BEGIN DOCUMENT SEGMENT

After the defeat of the November Uprising (1830–1831) thousands of Polish patriots were forced to leave their homeland. Thus began one of the largest migration movements in 19th century Europe, commonly known as the Great Emigration.
Public opinion in Western Europe, especially among liberals, was very enthusiastic about the Polish uprising against the tyranny of the Russian Tsar. Unfortunately, the defeated insurgent troops were forced to flee across the border to Prussia and Austria. The organizers and participants of the uprising who were mainly members of the upper social classes, e.g. the nobility and the intelligentsia, were forced into exile. These emigrants would reach France, Great Britain, the United States, the Scandinavian countries, and even Algeria and Turkey.
At the time of the failure of the uprising, a discussion arose on further actions. Should we build-up the armed forces in France, as planned by General Józef Bem? Or maybe rather work on stimulating national feelings in all social strata in the Polish lands under partition? Political matters were of secondary importance. It was assumed that a constitutional monarchy would be established in independent Poland in order to avoid radicalism. However, one thing was agreed – the most important thing was “first to be, later – [decide] in what way”.
There was also a new concept known as creating “diplomacy without credentials” led by Prince Adam Jerzy Czartoryski, a representative of one of the most influential families in Europe. [Due to his influence,] the center of Polish emigration became the palace named Hôtel Lambert situated on the Seine. He himself was even called the minister of foreign affairs of the non-existent state. [In the Hôtel Lambert], discussions focused on plans for the future, attitudes towards the peasants’ cause, the reason for the defeat of the November Uprising and the concept of another independence movement. Hôtel Lambert was the “spiritual capital” of Polish emigration, where Fryderyk Chopin, poets Adam Mickiewicz, Juliusz Słowacki and Cyprian Kamil Norwid met.

END DOCUMENT SEGMENT
BEGIN RAW DATA

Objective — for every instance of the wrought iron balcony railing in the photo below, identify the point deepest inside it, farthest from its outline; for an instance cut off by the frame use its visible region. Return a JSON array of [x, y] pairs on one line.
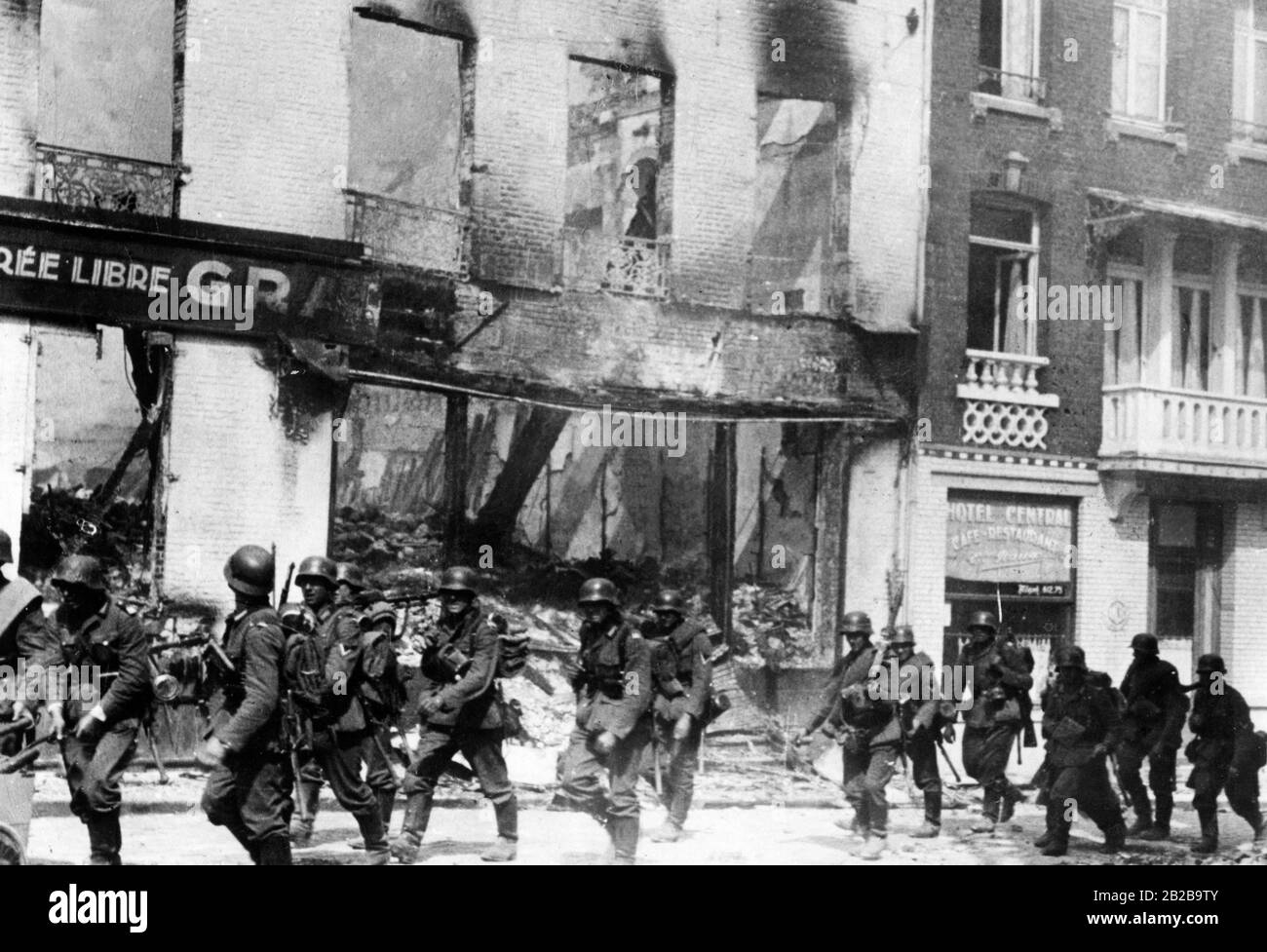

END RAW DATA

ACTIONS TO TAKE:
• A. In the Great Emigration passage, render the sentence "Political matters were of secondary importance." into French.
• B. According to the Great Emigration passage, who led the concept of "diplomacy without credentials"?
• C. Resume the Great Emigration passage after its final sentence.

TASK-BY-TASK RESULTS:
• A. Les questions politiques étaient d'importance secondaire.

• B. Prince Adam Jerzy Czartoryski led it.

• C.
Internal disputes quickly led to the formation of several competing camps. Prince Czartoryski was the head of the conservatives who believed that Poland could return to the map of Europe only as a result of a war among great powers. At the same time, they conducted an active “foreign policy”, trying to influence the authorities in Paris and London. Initially, they advocated a constitutional monarchy based on the 3 May Constitution, but in subsequent years the party evolved towards liberalism, calling for an improvement of the peasants’ situation. It was a great merit of the camp to support artists and the development of Polish culture abroad. Numerous associations, schools, libraries and Polish parishes were established, books were printed and the press was published.
The most numerous group (about 4,000 members) was the Polish Democratic Society established in Paris in 1832. It was dominated by radical views inspired by the French Revolution, pro-republican and against nobility. The Polish Democratic Society cooperated with other revolutionary movements, preparing the uprising in the three partitions and advocating the expropriation of the peasants. One of its most important activists was Joachim Lelewel, an outstanding historian and former member of the National Government during the November Uprising.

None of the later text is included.